Document excerpt:
|---|
From: Jeffrey Wiegley
Subject: keypresses in lisp, help please...
Date: 
Message-ID: <kuskdmINNkd5@phakt.usc.edu>
could anybody out there tell me how to write a lisp function to input a
single character without having to wait for a return?  I'm writing a
program and I want to move through menus with only a single key stroke.

basically I would like to mimick the C curses library input after

cbreak();
noecho();

is called for character-at-a-time input.
I would like it not to echo the keystroke but if that's hard or impossible
I can live with it being echoed.

thanks ahead of time for any help you can give me!

- Jeff Wiegley   (non-lisp guru, trying though)
-- 
Jeff Wiegley                         "Women are never to be entirely
·······@usc.edu                       trusted- not the best of them."
                                               - Sherlock Holmes
From: Joe Konstan
Subject: Re: keypresses in lisp, help please...
|---|
Excerpted data:

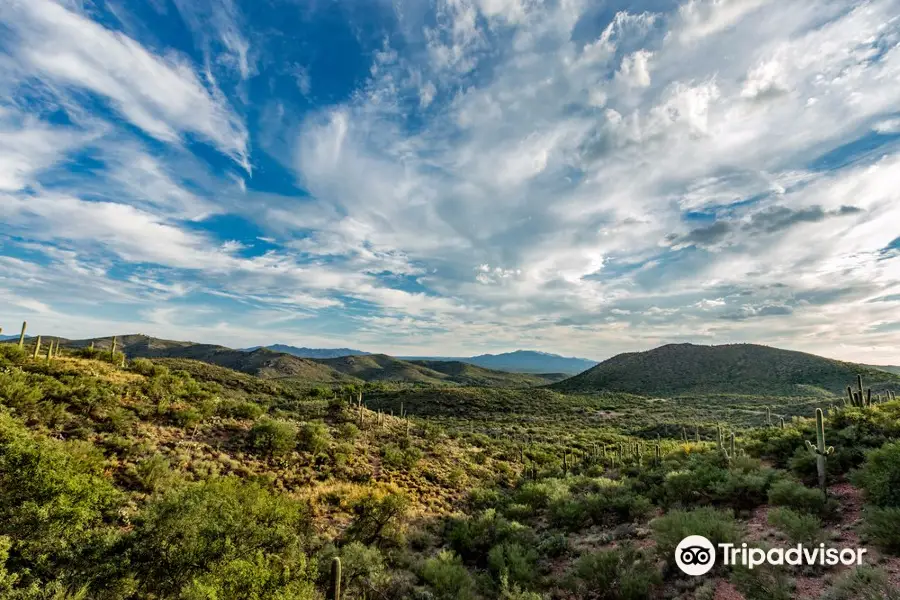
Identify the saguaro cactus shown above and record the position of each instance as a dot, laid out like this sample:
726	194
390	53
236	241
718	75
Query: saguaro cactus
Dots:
720	442
334	593
820	451
861	398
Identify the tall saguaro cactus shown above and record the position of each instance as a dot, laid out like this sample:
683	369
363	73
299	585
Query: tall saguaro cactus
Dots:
861	398
334	592
720	442
820	451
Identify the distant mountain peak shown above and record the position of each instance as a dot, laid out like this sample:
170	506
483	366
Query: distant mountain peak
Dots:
752	369
309	352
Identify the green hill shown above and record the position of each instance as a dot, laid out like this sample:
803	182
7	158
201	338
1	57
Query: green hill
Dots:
261	362
380	367
678	369
270	364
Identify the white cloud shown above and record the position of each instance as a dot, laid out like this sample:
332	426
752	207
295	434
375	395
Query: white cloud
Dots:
518	175
28	146
162	96
635	69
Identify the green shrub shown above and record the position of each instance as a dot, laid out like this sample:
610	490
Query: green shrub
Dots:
394	456
763	582
622	573
145	367
153	473
513	560
378	519
539	495
797	496
482	498
613	505
54	503
241	409
214	533
448	578
718	526
362	569
348	432
798	527
253	577
882	527
314	437
862	583
271	437
473	537
879	477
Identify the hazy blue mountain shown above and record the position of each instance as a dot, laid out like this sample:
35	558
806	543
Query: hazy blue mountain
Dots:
530	361
311	352
521	361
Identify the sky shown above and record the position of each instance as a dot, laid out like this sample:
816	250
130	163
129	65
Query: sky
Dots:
454	177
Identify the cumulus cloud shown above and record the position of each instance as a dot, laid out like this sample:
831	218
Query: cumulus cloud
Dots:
511	173
163	96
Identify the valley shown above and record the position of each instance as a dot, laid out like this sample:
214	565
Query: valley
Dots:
123	472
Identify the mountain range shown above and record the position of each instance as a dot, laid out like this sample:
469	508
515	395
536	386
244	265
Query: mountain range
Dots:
343	370
688	369
520	361
671	370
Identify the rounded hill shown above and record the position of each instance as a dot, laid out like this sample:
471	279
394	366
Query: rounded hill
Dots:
678	369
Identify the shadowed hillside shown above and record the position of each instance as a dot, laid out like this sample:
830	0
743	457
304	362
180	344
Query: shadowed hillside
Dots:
269	364
380	367
736	369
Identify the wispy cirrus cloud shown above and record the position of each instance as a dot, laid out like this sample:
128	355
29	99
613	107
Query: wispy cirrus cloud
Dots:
|---|
Extend the newsgroup thread about reading single keypresses in Lisp, starting right after its final line.

Response for this exercise:
Date: 
Message-ID: <sq4fpINNpp3@agate.berkeley.edu>
In articles <············@phakt.usc.edu>  and <············@phakt.usc.edu>
·······@phakt.usc.edu (Jeffrey Wiegley) asks for a way to do non-echoing
cbreak-mode input.  He apparently received replies about character input, but
is having trouble with configuring the tty for cbreak and noecho.

I don't have your original article handy, so I'm not sure whether you
mentioned a specific lisp version (or OS version) but I'll assume that you are
using a standard common lisp on a unix machine.  For Allegro CL on SunOS, I do
the following:

(run-shell-command "stty -echo cbreak")

and then use read-char

Lucid and most other lisps have a similar function available.  If this is 
too slow, there are other ways to reach stty, but this seems to be the
easiest, and this only need be done when switching modes.  Be sure to change
back before terminating, and it might be a good idea to switch back in an 
error handler as well.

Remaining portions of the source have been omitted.